*SET PROBLEM*
In the excerpt on the Cena and Orton rivalry below, what kind of match did the two wrestle at Breaking Point?

*SELECTED EXCERPT*
The two archenemies couldn't be apart for long, though.
Championships were again on the line when they met again in 2009, but there was more to their battles than ever before. Their matches grew increasingly intense, their rivalry increasingly personal.
After Orton retained against Triple H and Cena at that year's Night of Champions event, The Viper would have to fend off Cena once more in an I Quit match at Breaking Point. Orton seemed to revel in the thought of punishing Cena into submission, but Cena made it clear that the stipulation favored him.
Cena said before the match that, "when it's gut check time and your heroes are measured in heart, guess what, you're in my house because I will not quit."
During the match, Orton was the aggressor. He left Cena writhing on the floor with lacerations wrapping around his ribs. Cena hung handcuffed to the ring post, Orton delighting in his torture.
In the end, Cena won the WWE title, the first of three times the championship would change hands between them that year.
They next battled at the first-ever Hell in a Cell pay-per-view inside the unforgiving, steel structure.
Normally the Hell in a Cell provides the climax for a feud. The punt kick that Orton used to win that battle has often been the final blow to a rivalry. None of it was enough for Cena and Orton.
An Iron Man match followed.
At Bragging Rights 2009, their battle saw blood slide down Cena's head and Orton try to set his foe on fire with pyrotechnics. Cena won back the WWE title, causing the sun to set on their feud for the moment.
More than a year later, a feud between The Nexus and Cena resurrected Cena vs. Orton once more.
It began when Cena, Orton, Sheamus and Edge all clashed over the WWE Championship at Fatal 4-Way. The Nexus' interference led to Sheamus walking away champ.
Wade Barrett, who headed that new, brash group, later forced Cena to join him. The Cenation became Barrett's unwilling minion.
Soon Cena found himself in an unenviable position at Survivor Series 2010.
Cena had to serve as guest referee for the Barrett vs. Orton WWE title bout. Should Barrett win, Cena, who had been forced to be a part of Nexus, would be freed. Should Orton win, Cena would have to leave the WWE.
Even with Cena not being either champion or challenger for that match, he was the focal point. His past issues with Orton became the subplot to the main story centered around The Nexus.
Those are issues that WWE wouldn't revisit in earnest for another three years.
After Orton denied Big Show's quest for the WWE Championship at Survivor Series 2013, Cena entered the ring carrying his World Heavyweight Championship. The two champs faced off, giving fans a preview of what would eventually be announced as a title unification match.
WWE did well to remind us in the next few weeks just how much violence comprised these two men's history.
Images of Orton punting Cena's father, of him handcuffing Cena, of the many championship battles they've had came rushing back into the forefront of fans' brains. Hell in a Cell, Iron Man matches, submissions and knockouts couldn't decide this rivalry for good, and likely, neither will the TLC match set for Dec. 15.
The intensity that these men have together is just too strong. That was on display when Orton and Cena signed the contract for the TLC bout.
The brawl that followed reminded us of just why WWE has gone back to this feud so many times. Just like with Vince McMahon and Steve Austin, Kane and Undertaker, there is seemingly always some electricity left to siphon from Orton and Cena's bad blood.
Years may pass in between their collisions, but as history has told us, we can expect these two men to trade punches until they both retire.
TLC is the latest, not the final, act in a drama that was born in 2002 and refuses to find its resolution.

*LISTED RECORDS*
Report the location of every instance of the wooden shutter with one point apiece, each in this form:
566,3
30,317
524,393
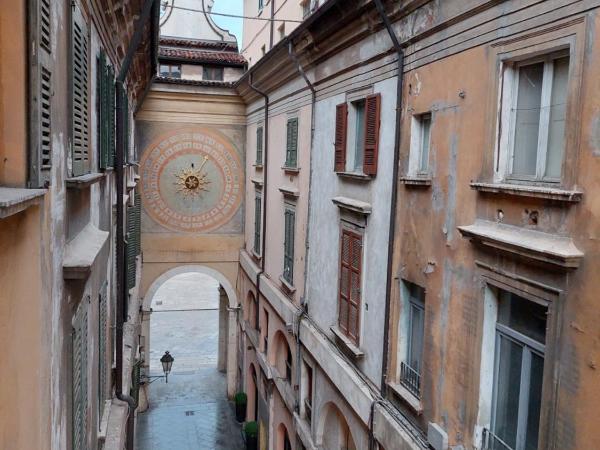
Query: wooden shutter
79,96
350,281
341,132
372,120
41,88
291,159
79,376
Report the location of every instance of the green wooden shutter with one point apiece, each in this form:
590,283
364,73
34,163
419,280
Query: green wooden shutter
79,375
291,159
41,68
80,152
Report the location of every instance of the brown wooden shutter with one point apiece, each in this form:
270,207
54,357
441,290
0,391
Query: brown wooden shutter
372,119
341,132
350,281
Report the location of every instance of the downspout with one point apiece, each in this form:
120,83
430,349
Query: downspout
393,207
303,302
122,293
265,191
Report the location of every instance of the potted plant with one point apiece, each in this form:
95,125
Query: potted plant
241,400
251,435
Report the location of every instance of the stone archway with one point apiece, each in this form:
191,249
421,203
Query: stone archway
228,307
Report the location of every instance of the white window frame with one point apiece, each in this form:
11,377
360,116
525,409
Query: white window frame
508,100
417,141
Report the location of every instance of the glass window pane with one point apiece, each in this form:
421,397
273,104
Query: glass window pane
558,114
527,119
523,316
535,402
508,381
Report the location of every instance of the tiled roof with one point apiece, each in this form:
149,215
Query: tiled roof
180,81
230,58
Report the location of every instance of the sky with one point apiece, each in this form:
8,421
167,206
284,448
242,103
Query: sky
229,23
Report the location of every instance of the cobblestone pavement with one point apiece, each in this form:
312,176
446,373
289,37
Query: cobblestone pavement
191,412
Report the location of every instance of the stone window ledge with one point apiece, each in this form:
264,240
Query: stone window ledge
15,200
409,398
352,205
529,244
84,181
82,252
348,345
550,193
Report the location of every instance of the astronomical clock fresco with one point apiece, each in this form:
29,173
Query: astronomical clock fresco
192,180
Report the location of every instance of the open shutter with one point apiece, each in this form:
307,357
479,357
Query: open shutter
79,96
372,119
341,131
41,68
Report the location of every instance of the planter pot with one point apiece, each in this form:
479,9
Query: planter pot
251,443
240,412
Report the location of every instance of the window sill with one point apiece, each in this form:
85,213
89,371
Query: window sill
549,193
83,181
347,344
406,396
15,200
416,181
291,170
287,286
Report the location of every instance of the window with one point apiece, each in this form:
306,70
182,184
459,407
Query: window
360,152
411,366
534,101
350,284
170,70
420,145
212,73
257,223
291,154
288,245
518,374
259,145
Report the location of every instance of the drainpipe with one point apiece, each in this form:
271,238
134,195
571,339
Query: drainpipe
393,207
303,302
122,293
265,191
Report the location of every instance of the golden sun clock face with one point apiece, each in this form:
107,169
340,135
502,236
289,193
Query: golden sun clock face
191,180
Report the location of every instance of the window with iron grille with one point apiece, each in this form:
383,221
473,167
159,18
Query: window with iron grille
257,223
350,284
288,244
291,155
259,145
80,145
79,339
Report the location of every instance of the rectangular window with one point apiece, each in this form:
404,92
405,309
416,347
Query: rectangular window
291,154
535,104
257,223
288,245
410,368
259,145
420,145
212,73
350,284
518,374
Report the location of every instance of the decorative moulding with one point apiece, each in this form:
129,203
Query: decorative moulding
550,193
529,244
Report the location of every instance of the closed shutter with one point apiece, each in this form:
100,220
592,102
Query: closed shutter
41,88
350,280
372,120
79,376
259,145
288,252
341,131
291,158
79,95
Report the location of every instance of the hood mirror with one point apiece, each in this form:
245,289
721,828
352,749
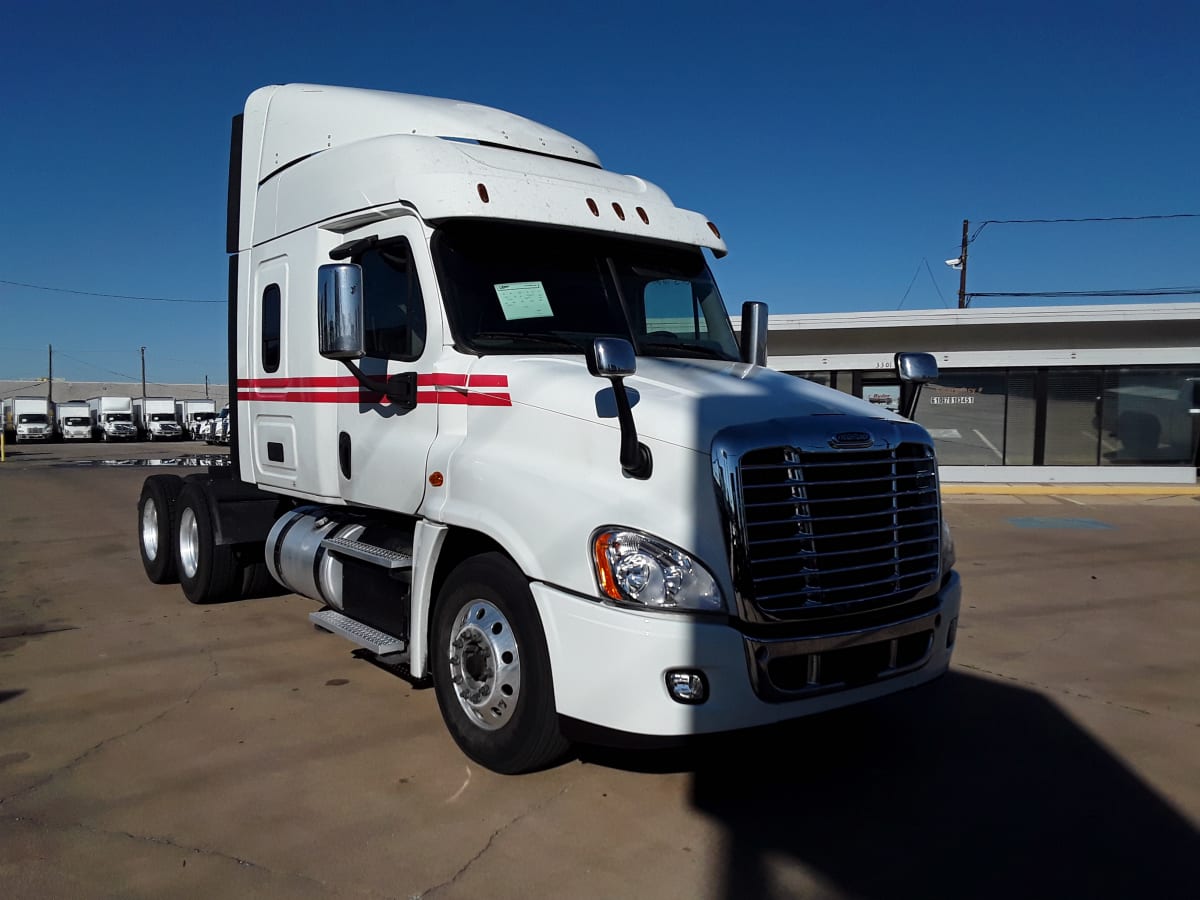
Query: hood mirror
913,370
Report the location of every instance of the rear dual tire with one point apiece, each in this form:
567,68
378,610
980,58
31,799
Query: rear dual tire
208,571
156,527
491,669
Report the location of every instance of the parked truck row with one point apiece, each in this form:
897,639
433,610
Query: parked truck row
109,418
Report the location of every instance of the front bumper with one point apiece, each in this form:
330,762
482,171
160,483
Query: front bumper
610,665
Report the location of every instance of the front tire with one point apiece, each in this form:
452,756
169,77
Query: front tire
156,527
491,669
208,571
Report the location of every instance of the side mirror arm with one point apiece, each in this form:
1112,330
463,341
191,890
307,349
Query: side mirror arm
400,390
613,358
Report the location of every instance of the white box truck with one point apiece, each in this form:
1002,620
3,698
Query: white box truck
191,414
155,419
72,420
112,418
491,414
27,419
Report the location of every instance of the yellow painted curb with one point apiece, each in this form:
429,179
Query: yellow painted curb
1068,490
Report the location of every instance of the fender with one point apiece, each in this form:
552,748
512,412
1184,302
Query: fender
427,543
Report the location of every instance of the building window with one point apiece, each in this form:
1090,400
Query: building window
393,309
273,310
1021,417
964,412
1147,417
1072,430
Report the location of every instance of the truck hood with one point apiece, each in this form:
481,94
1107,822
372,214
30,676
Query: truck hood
676,401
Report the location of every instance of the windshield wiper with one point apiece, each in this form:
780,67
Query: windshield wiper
517,337
682,349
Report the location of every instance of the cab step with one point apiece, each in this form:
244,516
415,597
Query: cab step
382,557
378,642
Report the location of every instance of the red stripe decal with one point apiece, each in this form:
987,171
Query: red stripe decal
489,381
441,397
311,382
442,379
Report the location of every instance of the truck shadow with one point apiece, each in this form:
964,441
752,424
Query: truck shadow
965,789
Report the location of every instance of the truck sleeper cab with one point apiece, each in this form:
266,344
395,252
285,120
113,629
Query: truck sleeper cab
491,413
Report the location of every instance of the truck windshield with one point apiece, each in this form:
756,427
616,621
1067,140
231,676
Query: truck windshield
513,288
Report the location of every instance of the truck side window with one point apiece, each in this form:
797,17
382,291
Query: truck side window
393,307
271,328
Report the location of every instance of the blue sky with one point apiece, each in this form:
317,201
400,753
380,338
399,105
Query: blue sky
837,145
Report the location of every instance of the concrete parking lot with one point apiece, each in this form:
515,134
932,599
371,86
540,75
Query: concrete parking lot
150,748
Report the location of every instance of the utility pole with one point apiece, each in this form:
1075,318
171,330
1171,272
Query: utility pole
963,268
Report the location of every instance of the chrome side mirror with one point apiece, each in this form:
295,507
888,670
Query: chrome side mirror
915,370
754,333
340,312
613,358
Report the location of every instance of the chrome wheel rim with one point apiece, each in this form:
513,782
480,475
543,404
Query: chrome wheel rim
189,543
485,665
150,529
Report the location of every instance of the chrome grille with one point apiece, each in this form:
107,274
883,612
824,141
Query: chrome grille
837,532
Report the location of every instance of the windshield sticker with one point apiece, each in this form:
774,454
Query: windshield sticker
523,300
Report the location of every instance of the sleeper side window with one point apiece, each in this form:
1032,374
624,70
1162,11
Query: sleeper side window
393,307
271,328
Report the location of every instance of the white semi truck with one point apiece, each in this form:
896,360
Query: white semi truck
155,419
112,418
490,412
191,414
28,419
72,420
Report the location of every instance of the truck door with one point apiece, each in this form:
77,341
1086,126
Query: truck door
382,449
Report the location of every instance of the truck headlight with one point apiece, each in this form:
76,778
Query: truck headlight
948,556
633,568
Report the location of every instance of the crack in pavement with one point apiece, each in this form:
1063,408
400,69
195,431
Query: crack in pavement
72,763
167,841
1050,689
487,846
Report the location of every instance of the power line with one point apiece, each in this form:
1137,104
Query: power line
913,281
1090,219
1139,292
112,297
940,295
24,387
93,365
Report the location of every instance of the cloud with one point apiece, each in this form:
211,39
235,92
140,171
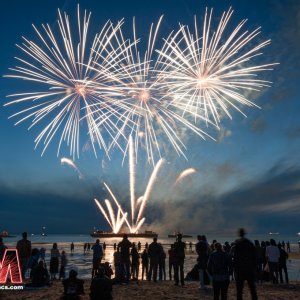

*REPLY*
An I Quit match.